◆ REQUIRED TASK: Do these statements agree with the chair thread below? For each, answer yes or no and quote the deciding words from the thread. (a) Alex has owned the Soundseat chair for more than six months. (b) knight_yyz uses the welder's chair at home. (c) bzrkrage's chair is for a recording room.

◆ EXTRACT:
Hmmm. I find the 'swivel' advantageous when I'm dodging well-thrown beer bottles and chicken bones. Don't want to miss the groove.


----------



## bzrkrage (Mar 20, 2011)

Here’s my little sweet recording room chair.










Sent from my other brain.


----------



## Alex (Feb 11, 2006)

I've had this chair from Soundseat for over 6 months now. Super comfy, good back support and designed for guitarists.


----------



## knight_yyz (Mar 14, 2015)

@SWLABR We have these all over the place at work. By far the most uncomfortable things in the world to sit on. Could not imagine playing guitar on these things.


----------



## knight_yyz (Mar 14, 2015)

This looks comfy. Its actually a chair used by a welder. 










I use this at work for tig welding. Can sit on this thing for hours with zero pain. Problem is I could almost buy another guitar or this chair. LOL


----------



## SWLABR (Nov 7, 2017)

knight_yyz said:


> @SWLABR We have these all over the place at work. By far the most uncomfortable things in the world to sit on. Could not imagine playing guitar on these things.


Ha, Ha... yep!! We'd have to take the backrest off the one in the far back of this picture to be exact to the one he uses, but that's what he rides for the entire gig!


----------

◆ RAW DATA:
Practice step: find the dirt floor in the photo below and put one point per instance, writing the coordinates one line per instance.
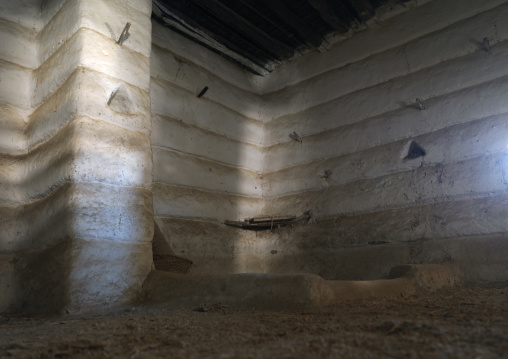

◆ RESPONSE TO THE TASK:
(a) Yes: "I've had this chair from Soundseat for over 6 months now."
(b) No: "I use this at work for tig welding."
(c) Yes: "Here’s my little sweet recording room chair."